(Beginning of EXTRACTED INFORMATION)

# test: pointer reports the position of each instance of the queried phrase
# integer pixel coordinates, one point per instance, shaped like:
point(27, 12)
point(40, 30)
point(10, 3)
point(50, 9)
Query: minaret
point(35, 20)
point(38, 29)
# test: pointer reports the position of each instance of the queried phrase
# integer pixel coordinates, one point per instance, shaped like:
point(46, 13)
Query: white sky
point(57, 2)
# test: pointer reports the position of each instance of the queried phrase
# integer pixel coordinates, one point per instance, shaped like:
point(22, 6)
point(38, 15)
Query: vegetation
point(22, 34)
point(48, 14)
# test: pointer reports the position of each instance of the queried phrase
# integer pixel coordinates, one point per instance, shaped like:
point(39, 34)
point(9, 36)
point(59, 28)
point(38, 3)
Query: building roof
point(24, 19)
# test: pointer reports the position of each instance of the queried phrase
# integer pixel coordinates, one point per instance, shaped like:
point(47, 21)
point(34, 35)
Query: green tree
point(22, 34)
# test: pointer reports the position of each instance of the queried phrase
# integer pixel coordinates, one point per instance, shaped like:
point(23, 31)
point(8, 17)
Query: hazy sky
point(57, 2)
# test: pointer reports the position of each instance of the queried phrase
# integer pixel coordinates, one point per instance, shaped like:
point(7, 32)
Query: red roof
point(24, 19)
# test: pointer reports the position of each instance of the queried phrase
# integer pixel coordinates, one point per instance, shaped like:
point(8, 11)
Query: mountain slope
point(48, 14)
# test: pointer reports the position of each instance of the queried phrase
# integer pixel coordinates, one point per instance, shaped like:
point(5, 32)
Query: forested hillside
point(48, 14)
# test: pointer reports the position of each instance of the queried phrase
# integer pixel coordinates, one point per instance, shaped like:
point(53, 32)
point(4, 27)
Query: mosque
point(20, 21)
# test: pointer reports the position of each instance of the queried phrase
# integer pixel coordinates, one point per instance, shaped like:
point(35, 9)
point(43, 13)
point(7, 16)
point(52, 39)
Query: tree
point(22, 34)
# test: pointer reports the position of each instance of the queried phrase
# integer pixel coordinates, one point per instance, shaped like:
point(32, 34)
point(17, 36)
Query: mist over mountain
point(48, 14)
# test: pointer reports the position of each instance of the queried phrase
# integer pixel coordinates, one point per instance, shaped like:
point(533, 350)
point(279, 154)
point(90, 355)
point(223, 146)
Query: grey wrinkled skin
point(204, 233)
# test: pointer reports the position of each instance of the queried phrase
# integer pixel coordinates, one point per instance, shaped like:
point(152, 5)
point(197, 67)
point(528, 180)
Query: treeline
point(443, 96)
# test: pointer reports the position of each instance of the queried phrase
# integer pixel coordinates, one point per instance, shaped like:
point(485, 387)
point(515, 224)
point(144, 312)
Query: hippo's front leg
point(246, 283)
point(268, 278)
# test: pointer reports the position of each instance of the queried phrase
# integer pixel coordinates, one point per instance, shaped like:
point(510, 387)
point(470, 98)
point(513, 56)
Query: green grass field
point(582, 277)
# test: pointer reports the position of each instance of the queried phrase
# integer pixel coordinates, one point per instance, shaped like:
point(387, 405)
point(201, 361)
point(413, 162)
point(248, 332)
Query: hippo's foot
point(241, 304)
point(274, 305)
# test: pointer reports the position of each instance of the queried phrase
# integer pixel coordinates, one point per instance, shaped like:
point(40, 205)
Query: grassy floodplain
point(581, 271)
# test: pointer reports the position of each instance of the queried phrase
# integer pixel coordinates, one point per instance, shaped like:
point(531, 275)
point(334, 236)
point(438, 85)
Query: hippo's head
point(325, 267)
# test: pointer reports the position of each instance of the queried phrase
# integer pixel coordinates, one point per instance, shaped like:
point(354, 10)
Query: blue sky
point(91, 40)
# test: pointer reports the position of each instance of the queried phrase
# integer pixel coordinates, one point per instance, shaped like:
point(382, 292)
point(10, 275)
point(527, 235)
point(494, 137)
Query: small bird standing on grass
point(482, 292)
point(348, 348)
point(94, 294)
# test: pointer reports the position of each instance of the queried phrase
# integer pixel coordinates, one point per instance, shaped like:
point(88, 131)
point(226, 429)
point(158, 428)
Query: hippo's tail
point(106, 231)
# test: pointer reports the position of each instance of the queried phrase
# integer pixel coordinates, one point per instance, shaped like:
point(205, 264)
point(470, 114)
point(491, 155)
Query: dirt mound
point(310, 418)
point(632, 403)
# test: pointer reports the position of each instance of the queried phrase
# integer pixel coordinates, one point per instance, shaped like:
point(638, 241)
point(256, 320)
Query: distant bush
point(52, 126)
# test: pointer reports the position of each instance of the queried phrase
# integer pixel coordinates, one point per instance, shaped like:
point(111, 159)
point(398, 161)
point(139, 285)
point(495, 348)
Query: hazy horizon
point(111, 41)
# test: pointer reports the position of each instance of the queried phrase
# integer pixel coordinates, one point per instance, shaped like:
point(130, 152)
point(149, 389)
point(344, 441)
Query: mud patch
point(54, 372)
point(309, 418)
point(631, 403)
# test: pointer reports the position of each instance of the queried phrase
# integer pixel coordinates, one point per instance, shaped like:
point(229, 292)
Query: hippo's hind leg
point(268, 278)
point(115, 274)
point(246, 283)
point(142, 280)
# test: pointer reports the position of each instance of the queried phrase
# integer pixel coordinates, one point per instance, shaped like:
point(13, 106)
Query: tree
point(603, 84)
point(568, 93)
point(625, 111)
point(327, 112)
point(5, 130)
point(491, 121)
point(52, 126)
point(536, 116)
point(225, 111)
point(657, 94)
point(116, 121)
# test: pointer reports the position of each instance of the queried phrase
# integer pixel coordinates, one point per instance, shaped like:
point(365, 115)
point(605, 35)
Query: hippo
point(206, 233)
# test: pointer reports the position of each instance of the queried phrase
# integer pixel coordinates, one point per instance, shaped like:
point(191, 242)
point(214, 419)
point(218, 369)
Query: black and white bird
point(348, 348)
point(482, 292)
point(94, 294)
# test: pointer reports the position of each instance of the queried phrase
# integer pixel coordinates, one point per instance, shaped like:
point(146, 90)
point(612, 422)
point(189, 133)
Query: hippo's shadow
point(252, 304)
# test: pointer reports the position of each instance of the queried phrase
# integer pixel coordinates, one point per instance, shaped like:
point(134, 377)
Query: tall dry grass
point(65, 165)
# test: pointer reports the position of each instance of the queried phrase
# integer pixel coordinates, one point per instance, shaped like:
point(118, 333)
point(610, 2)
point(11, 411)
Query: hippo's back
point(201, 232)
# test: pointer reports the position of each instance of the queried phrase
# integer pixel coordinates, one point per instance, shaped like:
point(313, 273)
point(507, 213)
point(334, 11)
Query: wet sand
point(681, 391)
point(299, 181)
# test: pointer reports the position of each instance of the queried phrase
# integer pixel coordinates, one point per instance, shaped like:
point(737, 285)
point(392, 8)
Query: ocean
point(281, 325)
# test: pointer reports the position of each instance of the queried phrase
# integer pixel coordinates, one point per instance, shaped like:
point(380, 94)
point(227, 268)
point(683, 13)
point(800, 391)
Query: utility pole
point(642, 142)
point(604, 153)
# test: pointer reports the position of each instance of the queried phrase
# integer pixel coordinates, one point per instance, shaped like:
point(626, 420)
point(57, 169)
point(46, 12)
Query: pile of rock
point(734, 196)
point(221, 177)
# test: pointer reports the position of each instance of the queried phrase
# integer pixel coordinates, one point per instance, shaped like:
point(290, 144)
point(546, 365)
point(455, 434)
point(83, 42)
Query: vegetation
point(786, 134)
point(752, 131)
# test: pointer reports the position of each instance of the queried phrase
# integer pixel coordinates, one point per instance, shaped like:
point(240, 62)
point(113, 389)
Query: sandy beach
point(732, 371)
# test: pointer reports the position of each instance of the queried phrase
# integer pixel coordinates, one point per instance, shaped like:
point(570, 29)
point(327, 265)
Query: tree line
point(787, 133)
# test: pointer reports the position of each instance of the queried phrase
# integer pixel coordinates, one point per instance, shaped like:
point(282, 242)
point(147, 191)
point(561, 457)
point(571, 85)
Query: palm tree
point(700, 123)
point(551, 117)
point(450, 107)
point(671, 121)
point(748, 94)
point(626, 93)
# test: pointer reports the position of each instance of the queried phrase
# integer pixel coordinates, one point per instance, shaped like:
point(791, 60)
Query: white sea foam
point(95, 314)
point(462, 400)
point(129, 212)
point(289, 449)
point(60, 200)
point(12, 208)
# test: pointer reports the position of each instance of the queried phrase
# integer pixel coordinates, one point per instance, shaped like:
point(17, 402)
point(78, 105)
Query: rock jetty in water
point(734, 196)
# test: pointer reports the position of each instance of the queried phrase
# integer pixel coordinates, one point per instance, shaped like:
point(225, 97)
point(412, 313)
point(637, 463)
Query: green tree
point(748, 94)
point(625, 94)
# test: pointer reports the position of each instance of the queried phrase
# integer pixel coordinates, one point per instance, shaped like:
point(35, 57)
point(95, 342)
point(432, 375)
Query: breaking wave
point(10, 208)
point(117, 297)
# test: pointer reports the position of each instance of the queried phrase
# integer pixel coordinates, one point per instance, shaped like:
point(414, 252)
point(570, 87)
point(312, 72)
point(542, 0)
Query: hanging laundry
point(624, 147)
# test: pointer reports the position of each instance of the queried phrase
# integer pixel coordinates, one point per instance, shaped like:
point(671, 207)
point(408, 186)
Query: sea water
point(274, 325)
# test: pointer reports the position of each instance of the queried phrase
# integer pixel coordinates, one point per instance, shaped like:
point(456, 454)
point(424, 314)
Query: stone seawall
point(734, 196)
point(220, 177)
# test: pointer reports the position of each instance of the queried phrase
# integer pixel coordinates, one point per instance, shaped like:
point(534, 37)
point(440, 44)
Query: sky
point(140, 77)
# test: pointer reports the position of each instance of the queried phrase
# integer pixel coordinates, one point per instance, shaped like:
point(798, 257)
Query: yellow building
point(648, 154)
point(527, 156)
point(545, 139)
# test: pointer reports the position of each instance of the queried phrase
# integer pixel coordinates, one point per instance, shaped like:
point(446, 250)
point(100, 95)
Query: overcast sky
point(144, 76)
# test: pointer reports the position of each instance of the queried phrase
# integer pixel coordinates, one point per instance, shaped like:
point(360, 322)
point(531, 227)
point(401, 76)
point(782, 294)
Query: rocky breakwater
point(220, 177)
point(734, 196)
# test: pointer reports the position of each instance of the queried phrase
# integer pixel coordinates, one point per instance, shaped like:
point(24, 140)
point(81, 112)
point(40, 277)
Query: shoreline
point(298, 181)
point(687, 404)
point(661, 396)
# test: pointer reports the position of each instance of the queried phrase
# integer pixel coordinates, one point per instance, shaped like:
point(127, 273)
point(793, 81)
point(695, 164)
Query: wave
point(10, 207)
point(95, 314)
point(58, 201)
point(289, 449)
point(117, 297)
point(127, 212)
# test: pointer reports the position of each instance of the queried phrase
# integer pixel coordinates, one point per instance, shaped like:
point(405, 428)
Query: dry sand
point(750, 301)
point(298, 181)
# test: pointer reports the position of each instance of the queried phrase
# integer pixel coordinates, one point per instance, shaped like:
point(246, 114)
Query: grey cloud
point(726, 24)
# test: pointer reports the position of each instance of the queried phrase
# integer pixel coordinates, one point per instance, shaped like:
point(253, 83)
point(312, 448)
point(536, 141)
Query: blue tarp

(End of EXTRACTED INFORMATION)

WHAT YOU WILL DO: Above are the records; print exactly the lines from the line with "point(223, 146)" to the line with "point(528, 180)", including both, and nothing else.

YOUR SOLUTION:
point(223, 146)
Query: grey wrinkled skin
point(204, 233)
# test: pointer reports the position of each instance of the queried phrase
# integer pixel coordinates, one point per instance, shaped like:
point(152, 5)
point(197, 67)
point(528, 180)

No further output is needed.